■ WHAT TO PRODUCE:
Copy out the material below, substituting "Goal" for every "Objective" and leaving everything else untouched.
[BEGIN RECORDS FOR THIS TASK]
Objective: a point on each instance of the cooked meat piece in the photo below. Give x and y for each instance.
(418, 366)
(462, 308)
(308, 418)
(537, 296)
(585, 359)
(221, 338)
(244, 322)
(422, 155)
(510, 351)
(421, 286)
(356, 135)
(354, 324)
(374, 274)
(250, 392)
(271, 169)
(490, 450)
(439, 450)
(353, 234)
[END RECORDS FOR THIS TASK]
■ RESULT OF THIS EXERCISE:
Goal: a point on each instance of the cooked meat piece in the photo below. Give x and y for each instance.
(418, 366)
(462, 308)
(308, 418)
(537, 296)
(585, 359)
(221, 338)
(244, 322)
(422, 155)
(510, 351)
(421, 286)
(356, 135)
(354, 324)
(374, 274)
(250, 392)
(271, 169)
(490, 450)
(439, 450)
(353, 234)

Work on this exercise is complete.